═════ Pagina

Mondiale in Brasile. Sono sconcertato ascoltando i giornalisti che parlano delle mirabilie calcistiche di Balotelli (foto). Dove hanno visto tutto ciò, se questo giocatore si fa conoscere più per le “intemperanze” dentro e fuori campo? Perché non tengono presente che uno sportivo dovrebbe essere un esempio per i più giovani, per educazione, correttezza e lealtà? Sono convinto che nel calcio italiano vi sia gente valida, bella da vedere quando gioca, che diverte e si diverte. Ma ai giornalisti piace raccontare solo le bravate o le avventure amorose con questa o quella “meteorina” o “velina”. Non hanno le loro responsabilità anche i mass media di quanto succede nel mondo del calcio? Perché non danno risalto ai fatti positivi?

══════════

Compito assegnato A:
Trascrivi parola per parola il tratto del testo su Balotelli che va da "Mondiale in Brasile." fino a "ai fatti positivi?".
Il testo su Balotelli e i record provengono da fonti diverse.

═════ Materiale di partenza

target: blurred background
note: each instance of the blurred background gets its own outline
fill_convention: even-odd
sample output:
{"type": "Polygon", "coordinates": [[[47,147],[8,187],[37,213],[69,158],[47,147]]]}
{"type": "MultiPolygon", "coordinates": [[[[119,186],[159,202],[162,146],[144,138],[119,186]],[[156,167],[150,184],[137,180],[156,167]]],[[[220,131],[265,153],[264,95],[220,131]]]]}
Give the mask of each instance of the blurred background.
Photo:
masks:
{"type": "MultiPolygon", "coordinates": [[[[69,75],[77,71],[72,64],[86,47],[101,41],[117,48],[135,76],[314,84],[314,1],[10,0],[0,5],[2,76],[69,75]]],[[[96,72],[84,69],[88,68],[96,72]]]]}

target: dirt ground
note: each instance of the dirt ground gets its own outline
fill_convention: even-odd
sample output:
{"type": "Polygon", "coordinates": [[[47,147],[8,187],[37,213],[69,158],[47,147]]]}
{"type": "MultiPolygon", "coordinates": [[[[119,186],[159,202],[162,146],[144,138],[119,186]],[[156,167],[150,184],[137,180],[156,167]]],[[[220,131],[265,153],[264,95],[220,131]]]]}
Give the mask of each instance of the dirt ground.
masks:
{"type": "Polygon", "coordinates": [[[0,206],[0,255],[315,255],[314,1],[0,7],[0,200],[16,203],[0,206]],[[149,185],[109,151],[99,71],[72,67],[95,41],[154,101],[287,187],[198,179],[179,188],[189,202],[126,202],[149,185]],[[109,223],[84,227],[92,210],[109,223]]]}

══════════

Compito assegnato B:
Riscrivi come lista JSON di stringhe, una per ogni riga e senza le righe vuote, il tratto dei record che va dalla riga contenente "target: dirt ground", compresa, fino alla fine dei record.

Risposta A:
Mondiale in Brasile. Sono sconcertato ascoltando i giornalisti che parlano delle mirabilie calcistiche di Balotelli (foto). Dove hanno visto tutto ciò, se questo giocatore si fa conoscere più per le “intemperanze” dentro e fuori campo? Perché non tengono presente che uno sportivo dovrebbe essere un esempio per i più giovani, per educazione, correttezza e lealtà? Sono convinto che nel calcio italiano vi sia gente valida, bella da vedere quando gioca, che diverte e si diverte. Ma ai giornalisti piace raccontare solo le bravate o le avventure amorose con questa o quella “meteorina” o “velina”. Non hanno le loro responsabilità anche i mass media di quanto succede nel mondo del calcio? Perché non danno risalto ai fatti positivi?

Risposta B:
[
  "target: dirt ground",
  "note: each instance of the dirt ground gets its own outline",
  "fill_convention: even-odd",
  "sample output:",
  "{\"type\": \"Polygon\", \"coordinates\": [[[47,147],[8,187],[37,213],[69,158],[47,147]]]}",
  "{\"type\": \"MultiPolygon\", \"coordinates\": [[[[119,186],[159,202],[162,146],[144,138],[119,186]],[[156,167],[150,184],[137,180],[156,167]]],[[[220,131],[265,153],[264,95],[220,131]]]]}",
  "Give the mask of each instance of the dirt ground.",
  "masks:",
  "{\"type\": \"Polygon\", \"coordinates\": [[[0,206],[0,255],[315,255],[314,1],[0,7],[0,200],[16,203],[0,206]],[[149,185],[109,151],[99,71],[72,67],[95,41],[154,101],[287,187],[198,179],[179,188],[189,202],[126,202],[149,185]],[[109,223],[84,227],[92,210],[109,223]]]}"
]